Aim of the task ▸ Of all the entries below, retype only the lines from the one with "Teacher note: locate the car windshield" through the one with "Teacher note: locate the car headlight", exactly as they appear.

(Natural-language object grounding data)

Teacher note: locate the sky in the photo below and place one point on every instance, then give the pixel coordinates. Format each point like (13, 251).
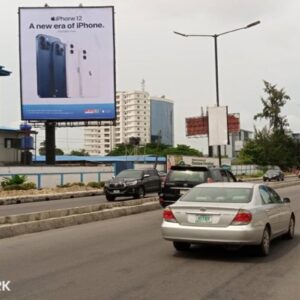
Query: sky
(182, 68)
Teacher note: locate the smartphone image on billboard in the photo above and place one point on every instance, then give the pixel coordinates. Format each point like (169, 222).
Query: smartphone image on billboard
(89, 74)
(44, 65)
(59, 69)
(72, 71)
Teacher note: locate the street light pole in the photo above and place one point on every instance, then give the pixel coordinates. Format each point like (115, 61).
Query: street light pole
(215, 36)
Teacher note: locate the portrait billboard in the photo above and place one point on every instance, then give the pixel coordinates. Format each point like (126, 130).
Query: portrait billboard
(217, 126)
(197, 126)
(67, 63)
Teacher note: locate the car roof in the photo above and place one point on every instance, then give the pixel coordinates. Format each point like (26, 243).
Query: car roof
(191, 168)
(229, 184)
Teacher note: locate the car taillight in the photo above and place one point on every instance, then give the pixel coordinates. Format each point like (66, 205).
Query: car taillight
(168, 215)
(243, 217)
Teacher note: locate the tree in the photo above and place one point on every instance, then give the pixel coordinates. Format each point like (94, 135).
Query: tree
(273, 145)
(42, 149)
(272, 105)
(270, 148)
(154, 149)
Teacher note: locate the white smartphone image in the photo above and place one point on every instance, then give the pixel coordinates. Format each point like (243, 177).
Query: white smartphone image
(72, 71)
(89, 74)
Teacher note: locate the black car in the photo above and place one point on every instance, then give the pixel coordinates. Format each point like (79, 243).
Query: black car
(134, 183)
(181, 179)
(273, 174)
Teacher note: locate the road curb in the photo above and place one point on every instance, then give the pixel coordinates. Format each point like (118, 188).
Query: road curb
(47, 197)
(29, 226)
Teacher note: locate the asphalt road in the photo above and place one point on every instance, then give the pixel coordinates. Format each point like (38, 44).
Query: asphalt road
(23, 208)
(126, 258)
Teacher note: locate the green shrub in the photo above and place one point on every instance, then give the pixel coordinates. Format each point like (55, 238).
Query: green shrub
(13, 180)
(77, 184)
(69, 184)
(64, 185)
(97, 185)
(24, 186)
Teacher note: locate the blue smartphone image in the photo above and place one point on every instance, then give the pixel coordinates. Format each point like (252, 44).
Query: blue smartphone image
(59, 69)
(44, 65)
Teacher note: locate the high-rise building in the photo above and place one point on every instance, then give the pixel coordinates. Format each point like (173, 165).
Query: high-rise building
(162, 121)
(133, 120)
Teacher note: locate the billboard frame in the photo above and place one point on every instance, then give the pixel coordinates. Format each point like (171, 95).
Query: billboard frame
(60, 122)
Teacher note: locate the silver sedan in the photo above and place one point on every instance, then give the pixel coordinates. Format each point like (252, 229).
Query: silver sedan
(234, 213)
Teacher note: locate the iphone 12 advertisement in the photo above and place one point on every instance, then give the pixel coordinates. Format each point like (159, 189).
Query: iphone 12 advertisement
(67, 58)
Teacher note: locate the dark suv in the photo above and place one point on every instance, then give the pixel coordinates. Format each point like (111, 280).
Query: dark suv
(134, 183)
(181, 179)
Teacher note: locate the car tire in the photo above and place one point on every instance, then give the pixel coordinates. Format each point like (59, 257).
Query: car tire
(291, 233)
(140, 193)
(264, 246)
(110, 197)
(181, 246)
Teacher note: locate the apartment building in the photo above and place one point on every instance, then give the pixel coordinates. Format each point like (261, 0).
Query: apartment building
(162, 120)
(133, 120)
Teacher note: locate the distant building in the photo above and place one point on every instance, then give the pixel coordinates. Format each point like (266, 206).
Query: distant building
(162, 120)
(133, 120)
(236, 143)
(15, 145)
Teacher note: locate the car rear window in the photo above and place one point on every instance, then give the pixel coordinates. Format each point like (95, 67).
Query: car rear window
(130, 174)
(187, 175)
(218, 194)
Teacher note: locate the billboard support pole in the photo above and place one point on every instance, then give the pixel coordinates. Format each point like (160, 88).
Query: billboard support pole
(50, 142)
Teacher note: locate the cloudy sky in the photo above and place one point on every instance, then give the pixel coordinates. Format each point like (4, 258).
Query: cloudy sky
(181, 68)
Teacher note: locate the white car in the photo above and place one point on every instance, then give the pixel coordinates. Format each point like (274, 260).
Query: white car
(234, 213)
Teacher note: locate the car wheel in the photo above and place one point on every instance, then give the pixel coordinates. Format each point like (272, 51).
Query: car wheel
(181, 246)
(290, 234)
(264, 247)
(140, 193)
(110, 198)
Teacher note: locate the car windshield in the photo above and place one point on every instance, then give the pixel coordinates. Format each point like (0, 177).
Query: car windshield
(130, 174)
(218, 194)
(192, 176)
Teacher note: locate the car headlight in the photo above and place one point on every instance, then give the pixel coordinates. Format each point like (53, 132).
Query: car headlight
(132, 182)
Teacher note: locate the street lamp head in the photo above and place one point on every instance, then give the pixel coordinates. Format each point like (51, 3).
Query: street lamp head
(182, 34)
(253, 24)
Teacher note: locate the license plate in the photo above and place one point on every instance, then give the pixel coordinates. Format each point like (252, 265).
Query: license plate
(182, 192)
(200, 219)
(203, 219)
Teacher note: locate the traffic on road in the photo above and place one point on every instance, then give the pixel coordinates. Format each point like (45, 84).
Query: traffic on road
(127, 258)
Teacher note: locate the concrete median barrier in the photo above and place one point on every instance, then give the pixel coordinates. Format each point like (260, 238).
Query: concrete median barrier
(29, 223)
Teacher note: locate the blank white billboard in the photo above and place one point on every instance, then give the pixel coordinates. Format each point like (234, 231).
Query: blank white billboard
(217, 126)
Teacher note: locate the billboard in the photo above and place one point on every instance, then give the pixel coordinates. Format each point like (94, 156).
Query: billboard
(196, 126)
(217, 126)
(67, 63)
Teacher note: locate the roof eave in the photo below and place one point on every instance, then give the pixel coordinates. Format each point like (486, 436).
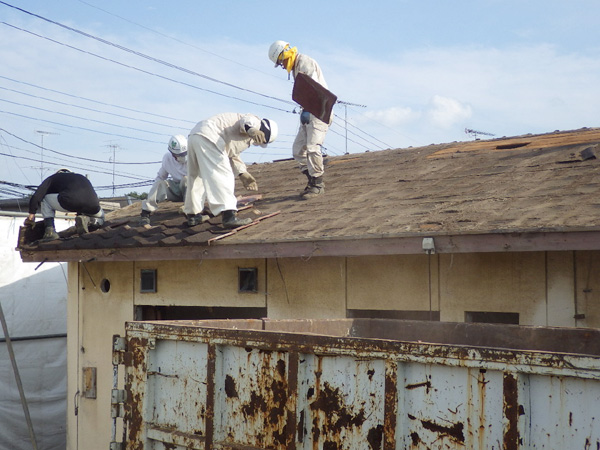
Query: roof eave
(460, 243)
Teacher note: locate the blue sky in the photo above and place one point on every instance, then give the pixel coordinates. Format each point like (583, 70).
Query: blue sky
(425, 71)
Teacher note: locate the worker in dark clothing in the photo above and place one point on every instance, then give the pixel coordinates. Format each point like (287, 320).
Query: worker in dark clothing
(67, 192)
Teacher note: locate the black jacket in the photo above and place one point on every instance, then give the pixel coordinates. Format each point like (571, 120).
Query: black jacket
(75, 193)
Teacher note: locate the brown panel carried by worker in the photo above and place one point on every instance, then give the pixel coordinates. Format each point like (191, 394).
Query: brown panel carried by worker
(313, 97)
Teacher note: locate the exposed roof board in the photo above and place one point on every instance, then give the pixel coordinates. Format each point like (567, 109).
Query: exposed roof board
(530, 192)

Task result ▸
Teacher note: locate the car windshield in the photo above and place one point on every instance, then give the pixel coordinates. Format each point like (0, 177).
Query: car windshield
(130, 174)
(218, 194)
(192, 176)
Teacher note: locate the car headlight in the photo above and place one point on every instance, then give the pixel coordinates. Format each point like (53, 132).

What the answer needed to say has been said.